Floaters & Flashes
One of the most common symptoms that leads patients to seek a retina specialist is the presence of floaters and flashes in their vision. Floaters and flashes are very common occurrences that are experienced by almost everyone at some point in their lives. Although eye flashes and floaters are often not a cause for concern, they can sometimes indicate a more serious condition, especially when they become increasingly numerous or prominent.
What Are Eye Flashes?
Eye flashes often appear as small points of flashing light in your field of vision. They may look like a twinkling star, flash of lightning, or a small bright spotlight. Eye flashes are commonly associated with posterior vitreous detachment (PVD) and vitreomacular traction syndrome (VMT), in which the vitreous gel shrinks and creates a tractional pull on the retina.
What Are Eye Floaters?

**CHECK YOUR UNDERSTANDING**
• 1. According to the floaters and flashes text, which two conditions are eye flashes commonly associated with?
• 2. Please return the floaters and flashes text from "Eye flashes often" to "on the retina.", copied word for word.
• 3. Resume the floaters and flashes text at the point where it ends.

**INFORMATION SHOWN**
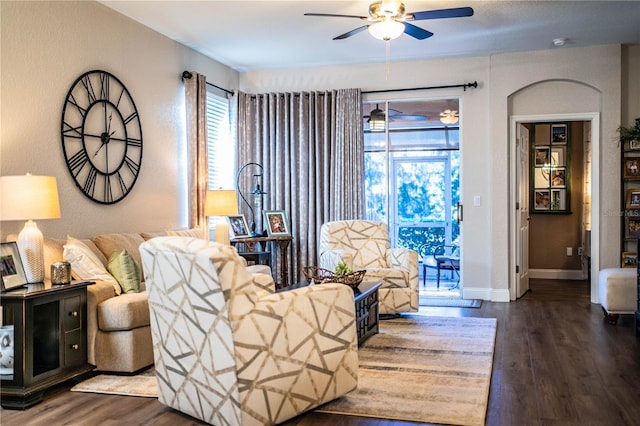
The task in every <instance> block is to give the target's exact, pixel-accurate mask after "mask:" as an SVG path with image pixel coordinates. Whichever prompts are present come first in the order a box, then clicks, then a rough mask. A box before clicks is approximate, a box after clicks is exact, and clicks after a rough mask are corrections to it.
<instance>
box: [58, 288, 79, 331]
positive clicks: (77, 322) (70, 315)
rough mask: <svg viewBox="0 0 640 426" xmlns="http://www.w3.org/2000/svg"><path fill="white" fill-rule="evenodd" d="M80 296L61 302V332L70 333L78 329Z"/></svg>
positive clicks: (72, 297)
mask: <svg viewBox="0 0 640 426" xmlns="http://www.w3.org/2000/svg"><path fill="white" fill-rule="evenodd" d="M80 309H81V303H80V296H72V297H66V298H65V299H64V301H63V310H62V330H63V331H70V330H75V329H77V328H80V319H81V316H80V312H81V311H80Z"/></svg>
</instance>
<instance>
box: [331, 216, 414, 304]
mask: <svg viewBox="0 0 640 426" xmlns="http://www.w3.org/2000/svg"><path fill="white" fill-rule="evenodd" d="M318 251H319V254H320V267H321V268H324V269H329V270H330V271H333V270H334V269H335V267H336V266H337V264H338V262H341V261H342V262H344V263H346V264H347V266H349V267H350V268H351V269H353V270H354V271H356V270H361V269H364V270H366V273H365V278H364V279H365V280H371V281H372V280H375V281H380V282H382V286H381V287H380V289H379V290H378V297H379V299H380V313H381V314H395V313H399V312H417V311H418V305H419V289H418V280H419V279H418V253H416V252H414V251H412V250H408V249H404V248H395V249H392V248H390V243H389V231H388V228H387V225H386V224H385V223H383V222H374V221H368V220H342V221H335V222H327V223H325V224H323V225H322V227H321V228H320V243H319V249H318Z"/></svg>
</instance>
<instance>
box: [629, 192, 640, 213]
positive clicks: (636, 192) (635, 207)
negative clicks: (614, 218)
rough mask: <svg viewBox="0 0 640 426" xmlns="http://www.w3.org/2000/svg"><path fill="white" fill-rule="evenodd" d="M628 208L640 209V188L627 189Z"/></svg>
mask: <svg viewBox="0 0 640 426" xmlns="http://www.w3.org/2000/svg"><path fill="white" fill-rule="evenodd" d="M626 205H627V208H628V209H640V188H636V189H630V190H628V191H627V203H626Z"/></svg>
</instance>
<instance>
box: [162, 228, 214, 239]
mask: <svg viewBox="0 0 640 426" xmlns="http://www.w3.org/2000/svg"><path fill="white" fill-rule="evenodd" d="M167 235H168V236H170V237H193V238H200V239H205V238H204V236H203V235H202V230H201V229H200V228H191V229H187V228H180V229H172V230H168V231H167Z"/></svg>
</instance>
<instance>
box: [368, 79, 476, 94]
mask: <svg viewBox="0 0 640 426" xmlns="http://www.w3.org/2000/svg"><path fill="white" fill-rule="evenodd" d="M456 87H462V88H464V91H465V92H466V91H467V88H468V87H473V88H474V89H475V88H477V87H478V82H477V81H474V82H473V83H464V84H452V85H449V86H429V87H410V88H406V89H386V90H368V91H366V92H365V91H363V92H362V93H363V94H365V93H387V92H407V91H410V90H434V89H452V88H456Z"/></svg>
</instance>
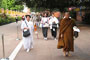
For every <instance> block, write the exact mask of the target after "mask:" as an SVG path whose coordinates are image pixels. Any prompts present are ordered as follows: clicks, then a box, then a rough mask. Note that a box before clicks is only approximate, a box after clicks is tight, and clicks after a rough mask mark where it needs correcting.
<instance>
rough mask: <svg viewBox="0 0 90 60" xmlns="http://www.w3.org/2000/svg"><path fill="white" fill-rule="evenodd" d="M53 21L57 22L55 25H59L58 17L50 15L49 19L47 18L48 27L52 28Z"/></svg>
mask: <svg viewBox="0 0 90 60" xmlns="http://www.w3.org/2000/svg"><path fill="white" fill-rule="evenodd" d="M53 22H55V23H56V24H57V27H59V26H58V23H59V21H58V19H57V18H56V17H53V16H52V17H51V18H50V20H49V24H50V29H52V25H53Z"/></svg>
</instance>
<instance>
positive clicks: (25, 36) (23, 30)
mask: <svg viewBox="0 0 90 60" xmlns="http://www.w3.org/2000/svg"><path fill="white" fill-rule="evenodd" d="M25 23H26V21H25ZM26 25H27V23H26ZM27 27H28V25H27ZM30 35H31V34H30V31H29V29H27V30H26V31H24V30H23V36H24V37H28V36H30Z"/></svg>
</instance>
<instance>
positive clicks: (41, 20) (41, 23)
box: [41, 17, 49, 27]
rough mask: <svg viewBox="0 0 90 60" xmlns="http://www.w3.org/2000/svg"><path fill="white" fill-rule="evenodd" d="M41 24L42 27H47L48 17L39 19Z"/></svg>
mask: <svg viewBox="0 0 90 60" xmlns="http://www.w3.org/2000/svg"><path fill="white" fill-rule="evenodd" d="M41 24H42V27H49V18H48V17H42V18H41Z"/></svg>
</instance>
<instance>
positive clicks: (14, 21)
mask: <svg viewBox="0 0 90 60" xmlns="http://www.w3.org/2000/svg"><path fill="white" fill-rule="evenodd" d="M18 20H21V17H18ZM15 21H16V20H15V18H14V17H10V16H3V15H0V26H1V25H5V24H9V23H12V22H15Z"/></svg>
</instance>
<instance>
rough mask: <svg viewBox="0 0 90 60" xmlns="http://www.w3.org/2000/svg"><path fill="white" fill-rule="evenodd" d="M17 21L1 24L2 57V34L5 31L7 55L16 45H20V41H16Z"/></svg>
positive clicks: (16, 32) (5, 41) (0, 31)
mask: <svg viewBox="0 0 90 60" xmlns="http://www.w3.org/2000/svg"><path fill="white" fill-rule="evenodd" d="M16 26H17V25H16V23H11V24H7V25H3V26H0V58H2V39H1V34H2V33H4V35H5V36H4V39H5V52H6V57H8V56H9V55H10V54H11V53H12V51H13V50H14V49H15V47H16V46H17V45H18V43H19V41H16V38H17V29H16V28H17V27H16ZM18 30H19V37H20V38H21V30H20V22H19V29H18Z"/></svg>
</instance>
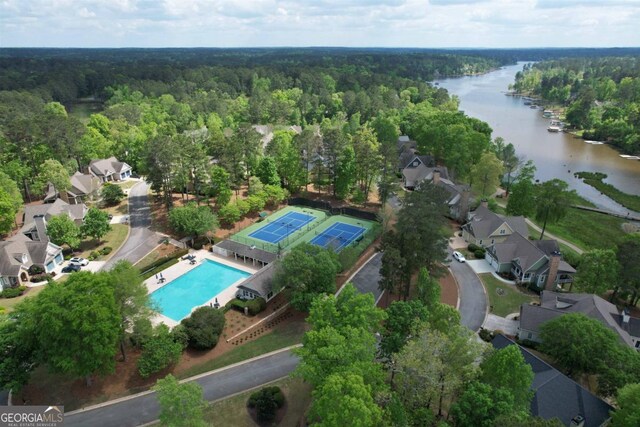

**RESPONSES TO THE TASKS**
• 1. Posterior vitreous detachment (PVD) and vitreomacular traction syndrome (VMT).

• 2.
Eye flashes often appear as small points of flashing light in your field of vision. They may look like a twinkling star, flash of lightning, or a small bright spotlight. Eye flashes are commonly associated with posterior vitreous detachment (PVD) and vitreomacular traction syndrome (VMT), in which the vitreous gel shrinks and creates a tractional pull on the retina.

• 3.
Eye floaters are a visual phenomenon in which you see dark or transparent shapes in your field of vision. These shapes can look like squiggly lines, spots, specks, or even spiderwebs. They are often more noticeable when looking at a plain bright background, such as a white wall or a cloudless sky. Floaters are caused by clumps of vitreous fibers accumulating on the retina and casting small shadows onto your sense of vision.
When to See a Doctor for Eye Flashes & Floaters
Although eye flashes and floaters are often harmless, it’s a good idea to talk to your ophthalmologist about them and to keep track of their occurrence. However, if you experience a sudden increase in eye flashes and floaters, it can indicate that a retinal tear or retinal detachment is about to occur. Retinal tears and detachments are medical emergencies that require immediate care. If not treated immediately, permanent vision loss is possible.